>> Start Records provided

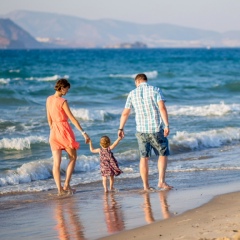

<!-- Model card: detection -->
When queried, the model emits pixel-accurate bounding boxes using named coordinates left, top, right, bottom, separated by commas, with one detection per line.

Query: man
left=118, top=73, right=173, bottom=191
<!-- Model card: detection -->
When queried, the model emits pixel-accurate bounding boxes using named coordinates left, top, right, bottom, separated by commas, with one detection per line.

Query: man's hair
left=54, top=78, right=71, bottom=91
left=135, top=73, right=147, bottom=81
left=100, top=136, right=111, bottom=148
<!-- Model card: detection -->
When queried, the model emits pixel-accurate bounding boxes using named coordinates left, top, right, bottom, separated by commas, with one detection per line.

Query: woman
left=46, top=79, right=89, bottom=195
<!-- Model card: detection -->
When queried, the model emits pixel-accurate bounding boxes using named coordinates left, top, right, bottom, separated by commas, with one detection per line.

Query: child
left=89, top=136, right=122, bottom=193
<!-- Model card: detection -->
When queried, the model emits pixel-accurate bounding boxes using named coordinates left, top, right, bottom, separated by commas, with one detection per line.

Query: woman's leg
left=110, top=175, right=114, bottom=191
left=102, top=176, right=108, bottom=192
left=52, top=150, right=62, bottom=194
left=63, top=148, right=77, bottom=190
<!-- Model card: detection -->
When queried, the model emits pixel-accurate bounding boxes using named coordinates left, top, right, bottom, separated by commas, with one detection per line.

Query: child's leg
left=110, top=175, right=114, bottom=191
left=102, top=176, right=108, bottom=192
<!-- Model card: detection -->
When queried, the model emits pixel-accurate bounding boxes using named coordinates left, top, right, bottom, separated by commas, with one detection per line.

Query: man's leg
left=139, top=157, right=149, bottom=190
left=158, top=156, right=173, bottom=189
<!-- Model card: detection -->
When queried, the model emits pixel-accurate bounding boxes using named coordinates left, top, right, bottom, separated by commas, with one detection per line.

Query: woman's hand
left=83, top=133, right=91, bottom=144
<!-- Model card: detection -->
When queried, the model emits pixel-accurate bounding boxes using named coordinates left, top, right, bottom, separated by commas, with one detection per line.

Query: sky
left=0, top=0, right=240, bottom=32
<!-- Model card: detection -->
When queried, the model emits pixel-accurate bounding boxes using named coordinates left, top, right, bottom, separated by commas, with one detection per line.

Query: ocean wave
left=109, top=71, right=158, bottom=79
left=168, top=102, right=240, bottom=117
left=0, top=78, right=10, bottom=84
left=71, top=108, right=121, bottom=121
left=9, top=69, right=21, bottom=73
left=0, top=150, right=138, bottom=187
left=0, top=136, right=48, bottom=150
left=171, top=127, right=240, bottom=151
left=25, top=75, right=69, bottom=82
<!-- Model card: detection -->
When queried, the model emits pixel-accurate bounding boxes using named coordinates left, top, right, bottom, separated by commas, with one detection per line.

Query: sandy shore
left=102, top=192, right=240, bottom=240
left=0, top=179, right=240, bottom=240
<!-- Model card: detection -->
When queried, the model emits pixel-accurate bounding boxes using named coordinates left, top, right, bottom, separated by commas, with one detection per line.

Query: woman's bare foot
left=63, top=186, right=76, bottom=195
left=57, top=189, right=67, bottom=197
left=158, top=182, right=173, bottom=190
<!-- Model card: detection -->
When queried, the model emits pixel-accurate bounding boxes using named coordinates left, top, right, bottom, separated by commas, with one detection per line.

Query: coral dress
left=47, top=95, right=80, bottom=151
left=99, top=148, right=122, bottom=177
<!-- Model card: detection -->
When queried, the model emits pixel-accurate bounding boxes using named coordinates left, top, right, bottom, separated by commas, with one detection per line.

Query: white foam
left=71, top=108, right=116, bottom=121
left=0, top=136, right=48, bottom=150
left=168, top=102, right=240, bottom=116
left=26, top=75, right=69, bottom=82
left=9, top=69, right=21, bottom=73
left=0, top=78, right=10, bottom=84
left=170, top=127, right=240, bottom=149
left=109, top=71, right=158, bottom=79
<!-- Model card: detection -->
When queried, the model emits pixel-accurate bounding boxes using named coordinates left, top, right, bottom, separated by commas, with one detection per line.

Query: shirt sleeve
left=125, top=93, right=132, bottom=109
left=155, top=88, right=166, bottom=102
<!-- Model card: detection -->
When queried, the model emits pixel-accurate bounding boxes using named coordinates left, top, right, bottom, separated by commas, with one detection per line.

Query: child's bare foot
left=110, top=188, right=118, bottom=192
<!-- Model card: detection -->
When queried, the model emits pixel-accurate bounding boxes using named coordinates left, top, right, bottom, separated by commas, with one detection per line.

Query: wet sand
left=0, top=179, right=240, bottom=240
left=102, top=192, right=240, bottom=240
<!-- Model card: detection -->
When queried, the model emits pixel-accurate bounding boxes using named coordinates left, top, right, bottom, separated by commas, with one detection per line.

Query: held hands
left=118, top=129, right=124, bottom=139
left=164, top=127, right=170, bottom=137
left=83, top=133, right=91, bottom=144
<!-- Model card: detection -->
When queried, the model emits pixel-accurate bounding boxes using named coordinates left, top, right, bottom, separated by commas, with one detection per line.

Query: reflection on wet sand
left=143, top=193, right=155, bottom=223
left=54, top=198, right=85, bottom=240
left=159, top=190, right=171, bottom=219
left=143, top=190, right=171, bottom=223
left=103, top=193, right=125, bottom=233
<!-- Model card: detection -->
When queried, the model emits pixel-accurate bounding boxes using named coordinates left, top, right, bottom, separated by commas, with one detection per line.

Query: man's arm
left=158, top=100, right=170, bottom=137
left=118, top=108, right=131, bottom=138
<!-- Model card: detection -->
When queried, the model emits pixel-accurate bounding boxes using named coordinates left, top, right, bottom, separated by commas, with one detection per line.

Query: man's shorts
left=136, top=129, right=169, bottom=158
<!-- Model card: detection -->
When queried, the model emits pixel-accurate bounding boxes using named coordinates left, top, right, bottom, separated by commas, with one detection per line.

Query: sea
left=0, top=48, right=240, bottom=195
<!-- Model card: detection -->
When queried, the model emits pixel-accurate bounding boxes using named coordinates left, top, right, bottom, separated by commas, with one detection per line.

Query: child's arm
left=110, top=137, right=122, bottom=150
left=89, top=139, right=100, bottom=153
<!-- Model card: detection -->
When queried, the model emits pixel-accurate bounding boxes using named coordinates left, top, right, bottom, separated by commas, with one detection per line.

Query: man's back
left=125, top=82, right=165, bottom=133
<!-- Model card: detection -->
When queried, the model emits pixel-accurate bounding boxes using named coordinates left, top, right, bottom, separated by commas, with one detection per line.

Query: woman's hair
left=100, top=136, right=111, bottom=148
left=54, top=78, right=71, bottom=91
left=135, top=73, right=147, bottom=81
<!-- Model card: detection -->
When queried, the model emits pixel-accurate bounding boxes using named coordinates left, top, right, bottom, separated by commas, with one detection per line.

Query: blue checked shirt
left=125, top=82, right=165, bottom=133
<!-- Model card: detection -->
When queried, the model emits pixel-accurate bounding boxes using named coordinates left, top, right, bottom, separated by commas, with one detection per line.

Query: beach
left=102, top=192, right=240, bottom=240
left=0, top=48, right=240, bottom=240
left=0, top=178, right=240, bottom=240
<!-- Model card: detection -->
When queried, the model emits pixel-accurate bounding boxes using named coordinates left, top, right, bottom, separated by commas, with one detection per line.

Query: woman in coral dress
left=46, top=79, right=89, bottom=195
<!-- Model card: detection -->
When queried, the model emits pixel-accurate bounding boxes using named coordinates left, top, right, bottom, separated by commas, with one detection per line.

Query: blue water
left=0, top=49, right=240, bottom=193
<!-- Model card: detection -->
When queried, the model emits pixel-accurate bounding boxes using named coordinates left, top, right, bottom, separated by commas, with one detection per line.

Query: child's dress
left=99, top=148, right=123, bottom=177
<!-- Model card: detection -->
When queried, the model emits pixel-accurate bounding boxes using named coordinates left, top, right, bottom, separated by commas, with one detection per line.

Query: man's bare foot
left=158, top=182, right=173, bottom=190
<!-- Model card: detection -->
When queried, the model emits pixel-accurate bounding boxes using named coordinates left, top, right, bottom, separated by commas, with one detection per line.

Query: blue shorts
left=136, top=129, right=169, bottom=158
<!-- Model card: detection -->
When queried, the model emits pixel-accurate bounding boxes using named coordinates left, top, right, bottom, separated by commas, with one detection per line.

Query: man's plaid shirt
left=125, top=82, right=165, bottom=133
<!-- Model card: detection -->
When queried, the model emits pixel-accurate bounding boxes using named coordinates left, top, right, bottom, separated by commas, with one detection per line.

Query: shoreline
left=0, top=179, right=240, bottom=240
left=101, top=192, right=240, bottom=240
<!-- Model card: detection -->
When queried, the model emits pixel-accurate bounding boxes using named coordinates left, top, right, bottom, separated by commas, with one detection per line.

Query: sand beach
left=0, top=179, right=240, bottom=240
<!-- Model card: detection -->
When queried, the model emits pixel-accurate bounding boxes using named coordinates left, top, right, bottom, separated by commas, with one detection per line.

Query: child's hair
left=100, top=136, right=111, bottom=148
left=54, top=78, right=71, bottom=91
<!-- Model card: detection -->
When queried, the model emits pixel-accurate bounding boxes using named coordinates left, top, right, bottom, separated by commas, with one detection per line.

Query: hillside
left=2, top=11, right=240, bottom=48
left=0, top=19, right=42, bottom=49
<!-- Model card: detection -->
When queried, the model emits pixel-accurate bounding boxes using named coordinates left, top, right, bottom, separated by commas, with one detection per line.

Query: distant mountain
left=0, top=19, right=43, bottom=49
left=2, top=11, right=240, bottom=48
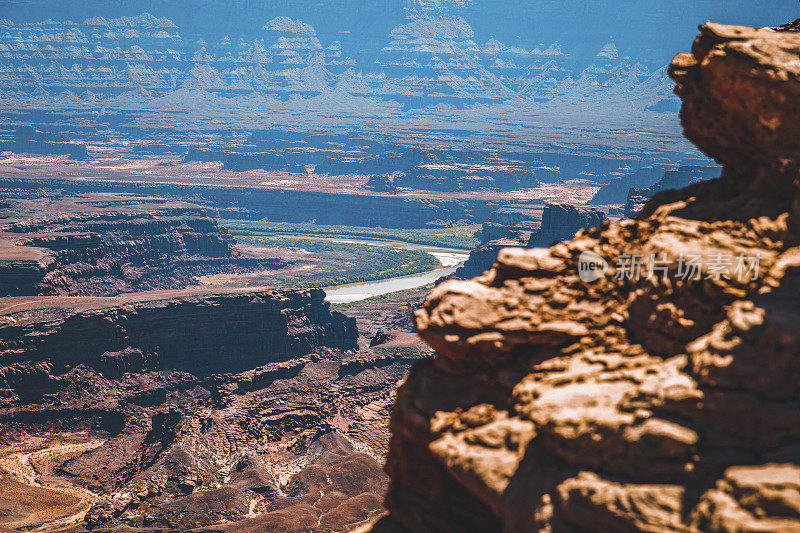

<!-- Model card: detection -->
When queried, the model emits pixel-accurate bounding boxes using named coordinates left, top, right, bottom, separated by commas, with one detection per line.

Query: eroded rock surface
left=373, top=23, right=800, bottom=532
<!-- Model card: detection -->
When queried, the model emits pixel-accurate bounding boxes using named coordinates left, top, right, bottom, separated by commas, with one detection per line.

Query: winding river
left=325, top=239, right=469, bottom=303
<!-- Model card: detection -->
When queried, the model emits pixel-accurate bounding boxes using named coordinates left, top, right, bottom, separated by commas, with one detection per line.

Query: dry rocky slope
left=0, top=289, right=428, bottom=533
left=373, top=23, right=800, bottom=533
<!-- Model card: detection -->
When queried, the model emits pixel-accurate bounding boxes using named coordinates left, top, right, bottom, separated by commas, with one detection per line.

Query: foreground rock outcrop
left=373, top=23, right=800, bottom=533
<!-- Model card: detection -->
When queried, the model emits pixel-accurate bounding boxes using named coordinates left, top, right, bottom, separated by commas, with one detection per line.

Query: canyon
left=0, top=282, right=429, bottom=532
left=0, top=0, right=800, bottom=533
left=368, top=19, right=800, bottom=532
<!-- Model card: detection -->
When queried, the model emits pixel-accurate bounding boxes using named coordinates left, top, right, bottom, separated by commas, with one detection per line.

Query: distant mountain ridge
left=0, top=0, right=797, bottom=144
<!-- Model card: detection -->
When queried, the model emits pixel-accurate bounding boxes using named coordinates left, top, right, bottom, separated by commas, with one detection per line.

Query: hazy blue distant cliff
left=0, top=0, right=800, bottom=145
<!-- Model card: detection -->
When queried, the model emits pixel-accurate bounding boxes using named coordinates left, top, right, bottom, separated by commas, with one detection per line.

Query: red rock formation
left=373, top=24, right=800, bottom=533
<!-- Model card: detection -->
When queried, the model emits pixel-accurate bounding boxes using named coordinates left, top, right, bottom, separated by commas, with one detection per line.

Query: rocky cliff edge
left=373, top=23, right=800, bottom=533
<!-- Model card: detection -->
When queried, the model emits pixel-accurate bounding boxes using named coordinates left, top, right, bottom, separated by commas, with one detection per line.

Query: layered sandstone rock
left=373, top=24, right=800, bottom=533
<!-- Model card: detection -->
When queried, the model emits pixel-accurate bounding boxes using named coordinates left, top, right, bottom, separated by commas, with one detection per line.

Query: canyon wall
left=0, top=289, right=358, bottom=402
left=372, top=23, right=800, bottom=533
left=455, top=203, right=606, bottom=279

>> End Records provided

▶ **What you should do**
Reproduce the lines above verbatim, from the beginning of the lines through the line that contains "left=118, top=73, right=173, bottom=191", including that line. Omit the pictures from your reproduction.

▶ **Solution for this task**
<!-- Model card: detection -->
When queried, the model emits pixel-accurate bounding boxes using named coordinates left, top, right, bottom, separated by commas, with one detection per line.

Query: man
left=118, top=73, right=173, bottom=191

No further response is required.